Problem details
Across the material below, how many lines contain the word "wooden"? Give only the number.

Data to examine
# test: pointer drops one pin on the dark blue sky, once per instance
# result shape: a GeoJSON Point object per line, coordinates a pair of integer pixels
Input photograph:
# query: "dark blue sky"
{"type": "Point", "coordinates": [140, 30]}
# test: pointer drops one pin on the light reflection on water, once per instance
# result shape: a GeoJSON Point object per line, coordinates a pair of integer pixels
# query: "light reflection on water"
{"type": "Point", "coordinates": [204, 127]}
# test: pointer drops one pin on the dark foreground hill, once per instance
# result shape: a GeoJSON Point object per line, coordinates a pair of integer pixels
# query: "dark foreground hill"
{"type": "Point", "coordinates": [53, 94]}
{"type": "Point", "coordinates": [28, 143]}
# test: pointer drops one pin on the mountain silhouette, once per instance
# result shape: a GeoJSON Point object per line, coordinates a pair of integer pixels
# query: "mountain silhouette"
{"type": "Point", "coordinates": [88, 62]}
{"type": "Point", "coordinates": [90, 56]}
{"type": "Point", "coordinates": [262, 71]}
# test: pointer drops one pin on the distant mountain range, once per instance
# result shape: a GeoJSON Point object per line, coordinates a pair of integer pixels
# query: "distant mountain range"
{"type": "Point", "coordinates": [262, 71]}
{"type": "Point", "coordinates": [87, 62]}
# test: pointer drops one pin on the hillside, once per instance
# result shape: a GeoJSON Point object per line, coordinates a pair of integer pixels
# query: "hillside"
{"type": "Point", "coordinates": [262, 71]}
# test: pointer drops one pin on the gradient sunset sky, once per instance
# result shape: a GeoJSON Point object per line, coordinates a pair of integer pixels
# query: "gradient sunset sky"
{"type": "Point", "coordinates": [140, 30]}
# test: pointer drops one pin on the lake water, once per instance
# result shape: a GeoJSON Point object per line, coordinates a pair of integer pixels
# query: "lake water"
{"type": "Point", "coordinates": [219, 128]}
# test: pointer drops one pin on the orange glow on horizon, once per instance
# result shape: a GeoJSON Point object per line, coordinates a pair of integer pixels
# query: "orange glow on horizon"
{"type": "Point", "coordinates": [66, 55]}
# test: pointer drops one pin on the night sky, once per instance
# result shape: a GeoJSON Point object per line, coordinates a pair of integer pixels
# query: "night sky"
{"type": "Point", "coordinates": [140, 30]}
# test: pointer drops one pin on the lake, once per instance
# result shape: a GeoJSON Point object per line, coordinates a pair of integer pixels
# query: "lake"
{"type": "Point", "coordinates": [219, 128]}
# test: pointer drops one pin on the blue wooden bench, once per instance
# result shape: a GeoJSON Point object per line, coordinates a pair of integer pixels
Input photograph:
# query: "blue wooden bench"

Answer space
2